Start of Supplied data

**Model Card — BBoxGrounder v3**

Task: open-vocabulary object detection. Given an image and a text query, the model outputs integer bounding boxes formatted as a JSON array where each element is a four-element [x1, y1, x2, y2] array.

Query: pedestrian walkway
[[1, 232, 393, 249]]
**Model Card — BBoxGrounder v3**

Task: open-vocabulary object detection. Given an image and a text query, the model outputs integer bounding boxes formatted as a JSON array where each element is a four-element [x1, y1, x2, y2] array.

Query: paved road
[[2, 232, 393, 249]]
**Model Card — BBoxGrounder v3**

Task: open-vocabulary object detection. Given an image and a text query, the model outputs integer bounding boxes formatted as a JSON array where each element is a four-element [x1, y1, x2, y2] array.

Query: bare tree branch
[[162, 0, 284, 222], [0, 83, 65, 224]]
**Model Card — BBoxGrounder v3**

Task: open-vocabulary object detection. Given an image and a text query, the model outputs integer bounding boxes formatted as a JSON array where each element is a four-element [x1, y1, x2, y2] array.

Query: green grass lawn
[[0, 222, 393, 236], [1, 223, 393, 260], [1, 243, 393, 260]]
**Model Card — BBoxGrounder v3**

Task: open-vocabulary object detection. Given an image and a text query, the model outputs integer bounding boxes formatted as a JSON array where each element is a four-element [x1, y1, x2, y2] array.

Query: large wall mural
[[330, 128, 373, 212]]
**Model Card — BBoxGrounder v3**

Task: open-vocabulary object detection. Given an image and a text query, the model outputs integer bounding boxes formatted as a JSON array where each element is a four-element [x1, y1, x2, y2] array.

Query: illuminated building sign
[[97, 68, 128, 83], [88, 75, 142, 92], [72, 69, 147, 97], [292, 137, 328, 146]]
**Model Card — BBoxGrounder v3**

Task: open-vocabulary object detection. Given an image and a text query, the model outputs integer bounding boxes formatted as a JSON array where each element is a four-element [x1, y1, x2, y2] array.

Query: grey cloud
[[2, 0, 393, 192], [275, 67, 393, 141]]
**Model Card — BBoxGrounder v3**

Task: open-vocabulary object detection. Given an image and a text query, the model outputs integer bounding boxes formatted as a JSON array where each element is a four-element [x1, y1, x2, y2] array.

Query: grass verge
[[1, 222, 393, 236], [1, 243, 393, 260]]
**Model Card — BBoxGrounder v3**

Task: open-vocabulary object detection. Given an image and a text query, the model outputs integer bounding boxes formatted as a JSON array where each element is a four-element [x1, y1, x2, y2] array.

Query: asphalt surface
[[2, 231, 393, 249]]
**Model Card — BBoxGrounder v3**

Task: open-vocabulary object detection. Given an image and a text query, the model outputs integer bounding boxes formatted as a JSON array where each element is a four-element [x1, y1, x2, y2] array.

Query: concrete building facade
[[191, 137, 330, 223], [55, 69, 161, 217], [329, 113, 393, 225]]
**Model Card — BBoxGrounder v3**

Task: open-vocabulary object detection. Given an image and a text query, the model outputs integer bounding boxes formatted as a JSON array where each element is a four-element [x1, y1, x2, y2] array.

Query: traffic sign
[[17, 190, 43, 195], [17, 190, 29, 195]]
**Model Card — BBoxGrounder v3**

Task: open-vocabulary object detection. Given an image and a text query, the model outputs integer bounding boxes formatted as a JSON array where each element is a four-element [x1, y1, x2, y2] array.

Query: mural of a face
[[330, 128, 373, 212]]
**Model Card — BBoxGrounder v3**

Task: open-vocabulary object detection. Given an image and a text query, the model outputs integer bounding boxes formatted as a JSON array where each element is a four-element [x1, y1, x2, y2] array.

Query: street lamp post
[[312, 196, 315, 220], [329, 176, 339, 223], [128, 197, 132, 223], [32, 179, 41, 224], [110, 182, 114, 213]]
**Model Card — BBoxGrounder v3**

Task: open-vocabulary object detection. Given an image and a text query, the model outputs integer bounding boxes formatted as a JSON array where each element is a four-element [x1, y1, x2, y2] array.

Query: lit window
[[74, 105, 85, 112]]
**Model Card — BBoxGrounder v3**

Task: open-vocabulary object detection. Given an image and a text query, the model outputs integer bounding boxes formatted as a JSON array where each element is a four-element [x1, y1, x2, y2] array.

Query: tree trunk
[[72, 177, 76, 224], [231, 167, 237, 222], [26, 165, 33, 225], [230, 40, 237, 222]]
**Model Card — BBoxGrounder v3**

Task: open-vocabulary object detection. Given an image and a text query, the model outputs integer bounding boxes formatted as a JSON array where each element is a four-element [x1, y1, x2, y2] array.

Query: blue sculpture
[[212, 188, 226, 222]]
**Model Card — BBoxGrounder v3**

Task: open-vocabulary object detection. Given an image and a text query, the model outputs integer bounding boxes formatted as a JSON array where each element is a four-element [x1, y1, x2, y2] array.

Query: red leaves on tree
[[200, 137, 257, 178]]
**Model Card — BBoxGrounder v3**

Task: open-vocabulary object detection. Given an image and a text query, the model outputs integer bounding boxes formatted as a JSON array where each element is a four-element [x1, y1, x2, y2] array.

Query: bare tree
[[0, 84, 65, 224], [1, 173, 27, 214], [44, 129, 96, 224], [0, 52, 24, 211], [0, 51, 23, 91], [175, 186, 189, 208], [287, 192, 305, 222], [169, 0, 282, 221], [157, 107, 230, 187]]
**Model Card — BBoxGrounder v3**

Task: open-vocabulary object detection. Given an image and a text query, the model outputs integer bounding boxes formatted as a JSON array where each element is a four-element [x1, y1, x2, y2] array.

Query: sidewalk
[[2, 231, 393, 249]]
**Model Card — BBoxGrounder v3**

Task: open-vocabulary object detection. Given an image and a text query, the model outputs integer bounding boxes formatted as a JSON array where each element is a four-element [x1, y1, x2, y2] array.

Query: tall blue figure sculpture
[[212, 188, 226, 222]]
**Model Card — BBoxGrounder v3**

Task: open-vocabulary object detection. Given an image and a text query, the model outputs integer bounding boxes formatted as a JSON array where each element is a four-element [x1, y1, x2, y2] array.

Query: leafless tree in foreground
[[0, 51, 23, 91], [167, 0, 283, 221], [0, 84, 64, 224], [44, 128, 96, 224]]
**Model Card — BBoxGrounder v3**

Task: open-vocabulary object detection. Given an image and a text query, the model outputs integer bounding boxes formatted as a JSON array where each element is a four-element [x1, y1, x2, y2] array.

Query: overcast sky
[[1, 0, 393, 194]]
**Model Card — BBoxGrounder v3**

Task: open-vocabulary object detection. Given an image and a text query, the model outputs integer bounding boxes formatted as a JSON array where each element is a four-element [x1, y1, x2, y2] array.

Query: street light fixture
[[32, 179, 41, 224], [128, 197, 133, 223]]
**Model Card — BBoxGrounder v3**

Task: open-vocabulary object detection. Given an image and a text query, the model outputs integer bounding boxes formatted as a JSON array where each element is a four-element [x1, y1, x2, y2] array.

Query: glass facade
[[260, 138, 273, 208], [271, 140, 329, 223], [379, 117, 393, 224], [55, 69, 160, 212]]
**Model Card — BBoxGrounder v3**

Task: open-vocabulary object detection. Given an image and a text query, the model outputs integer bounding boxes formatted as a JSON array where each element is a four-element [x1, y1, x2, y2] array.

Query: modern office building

End of Supplied data

After reading the data, retype all of it exactly as it reads.

**Solution to this problem:**
**Model Card — BBoxGrounder v3**

Task: open-vocabulary object detection. Given an image and a text query, the model outputs integer bounding boxes formatted as a JSON array where each element is a four-element [x1, y1, x2, y2] array.

Query: pedestrian walkway
[[1, 232, 393, 249]]
**Model Card — BBoxGrounder v3**

Task: open-vocabulary object detection. Given an image and a text query, the model outputs integer bounding boxes formatted as a JSON array where each element is a four-element [x1, y1, x2, y2] array.

Query: paved road
[[2, 232, 393, 249]]
**Model Card — BBoxGrounder v3**

Task: open-vocabulary object detection. Given an image and a text query, the model outputs integer bounding boxes formatted as a JSON array where each element is a four-element [x1, y1, x2, y2] array.

Query: bare tree branch
[[162, 0, 284, 222], [0, 83, 65, 224]]
**Model Card — BBoxGrounder v3**

Task: open-vocabulary object detection. Given an image and a text query, the model outputs integer bounding boxes formatted as a JSON array where each element is a four-element [x1, y1, x2, y2] array.

Query: green grass lawn
[[0, 222, 393, 236], [1, 223, 393, 260], [1, 243, 393, 260]]
**Model Card — BBoxGrounder v3**

Task: open-vocabulary object detection. Given an image and a text query, the model outputs integer bounding boxes formatted as a JSON array where each element is a four-element [x1, y1, x2, y2] array.

Query: large wall mural
[[330, 128, 373, 212]]
**Model Card — BBoxGrounder v3**

Task: open-vocabulary object detection. Given an image and a text query, the model outputs integer bounding boxes formatted as a JSON array where each element is a four-element [x1, y1, x2, y2] array.

Query: illuminated building sign
[[97, 68, 128, 83], [88, 75, 142, 92], [72, 69, 147, 97], [292, 137, 328, 146]]
**Model Card — BBoxGrounder v3**

Task: open-vocabulary object detection. Given an image and a text query, the model outputs integer bounding boxes formatted as a JSON array where each element is a four-element [x1, y1, x2, y2] array.

Query: grey cloud
[[2, 0, 393, 192], [275, 67, 393, 141]]
**Model Card — BBoxGrounder v3**

Task: open-vocabulary object detection. Given an image and a text query, the model outputs integer bounding boxes formatted as a JSON array where each element is a four-element [x1, y1, x2, y2] array.

Query: grass verge
[[1, 222, 393, 236], [1, 243, 393, 260]]
**Model Card — BBoxGrounder v3**

Task: open-vocabulary object detection. Given an image and a text query, the model outputs integer bounding boxes formatted as a JSON array where each element is a four-element [x1, y1, x2, y2] array.

Query: asphalt surface
[[2, 231, 393, 249]]
**Model Card — BBoxGrounder v3**

Task: open-vocabulary object detection. Given an image and a text query, the model outputs integer bounding boxes formatted as a JSON array where each element is a four-element [x1, y1, x2, y2] array.

Query: concrete building facade
[[191, 137, 330, 223], [55, 69, 161, 217], [329, 113, 393, 225]]
**Model Card — BBoxGrounder v3**

Task: open-vocabulary object detection. Given an image and a text query, the model outputs integer bounding boxes formatted as a JSON array where each element is a four-element [x1, y1, x2, y2] array.

Query: traffic sign
[[17, 190, 43, 195], [17, 190, 29, 195]]
**Model Card — BBoxGrounder v3**

Task: open-vocabulary object detection. Given an image and a text query, the model outputs integer bounding boxes formatted as a JSON array where each element is a four-element [x1, y1, x2, y2] array.

Query: mural of a face
[[330, 128, 373, 212]]
**Model Card — BBoxGrounder v3**

Task: open-vocabulary object detection. Given an image and a text query, the model outputs integer bounding boxes formatted as a JSON array where each element is a four-element [x1, y1, x2, y2] array.

Query: street lamp post
[[312, 196, 315, 220], [329, 176, 339, 223], [128, 197, 132, 223], [32, 179, 41, 224], [110, 182, 114, 213]]
**Model Card — BBoxGrounder v3**

Task: open-vocabulary object detection. Given an image and a text query, the model outputs integer bounding boxes formatted as a JSON array where each element is a four-element [x1, y1, x2, y2] array.

Query: lit window
[[74, 105, 85, 112]]
**Model Card — BBoxGrounder v3**

Task: open-vocabulary object detection. Given an image and a text query, the model outputs integer bounding boxes formatted as a JSON array where each element is a four-element [x1, y1, x2, y2] array.

Query: tree trunk
[[72, 177, 76, 224], [231, 167, 237, 222], [26, 165, 33, 225], [230, 40, 237, 222]]
**Model Card — BBoxGrounder v3**

Task: open-vocabulary object detection. Given an image and a text query, the model outputs integer bounding boxes formatted as a JSON array where each element is a four-element [x1, y1, x2, y2] array.

Query: blue sculpture
[[212, 188, 226, 222]]
**Model Card — BBoxGrounder v3**

Task: open-vocabulary object detection. Given an image and a text query, the model outputs integer bounding boxes formatted as a JSON array where each element is a four-element [x1, y1, x2, y2] array.

Query: red leaves on tree
[[200, 137, 257, 178]]
**Model Card — BBoxGrounder v3**

Task: open-vocabulary object detection. Given an image and a text query, the model outputs integer bounding boxes formatted as a JSON array where each element is a four-element [x1, y1, x2, y2] array.

Query: bare tree
[[0, 84, 65, 224], [1, 173, 27, 214], [44, 129, 96, 224], [0, 52, 24, 211], [0, 51, 23, 91], [175, 186, 189, 208], [287, 192, 305, 222], [169, 0, 282, 221], [157, 107, 230, 187]]
**Model Card — BBoxGrounder v3**

Task: open-vocabulary object detection. Given an image and a text query, the model outputs integer bounding boxes formatted as a JSON array where each element is a four-element [x1, y1, x2, y2] array.

Query: sidewalk
[[2, 231, 393, 249]]
**Model Card — BBoxGrounder v3**

Task: open-vocabulary object detection. Given an image and a text query, the model outputs integer bounding boxes formatted as a JSON array where each element is a four-element [x1, y1, x2, y2] array.

Query: tall blue figure sculpture
[[212, 188, 226, 222]]
**Model Card — BBoxGrounder v3**

Task: open-vocabulary object detection. Given an image and a text query, the model outputs integer bounding boxes formatted as a JSON array where each element is a four-element [x1, y1, x2, y2] array.

Query: leafless tree in foreground
[[0, 51, 23, 91], [167, 0, 283, 221], [0, 84, 64, 224], [44, 128, 96, 224]]
**Model Card — BBoxGrounder v3**

Task: open-vocabulary object detection. Given an image and a text query, the model outputs integer bounding boxes formatted as a JSON array where each element is a four-element [x1, y1, x2, y2] array.

Query: overcast sky
[[1, 0, 393, 194]]
**Model Card — BBoxGrounder v3**

Task: open-vocabulary object detection. Given an image and a text query, the model outputs integer bounding boxes formatted as a JSON array where each element is a four-element [x1, y1, x2, y2] array.

Query: street light fixture
[[32, 179, 41, 224], [128, 197, 133, 223]]
**Model Card — BBoxGrounder v3**

Task: open-vocabulary object detection. Given an image and a text query, the model outputs integer bounding boxes formatted as a JSON array where each element is a four-element [x1, y1, x2, y2] array.

Query: glass facade
[[260, 138, 273, 208], [271, 140, 329, 223], [379, 117, 393, 224], [55, 69, 160, 212]]
**Model Card — BBoxGrounder v3**

Task: open-vocabulary object detection. Given an image and a text query, the model outputs integer bounding boxes formatted as a JSON array where each element is a four-element [x1, y1, x2, y2] array.

Query: modern office building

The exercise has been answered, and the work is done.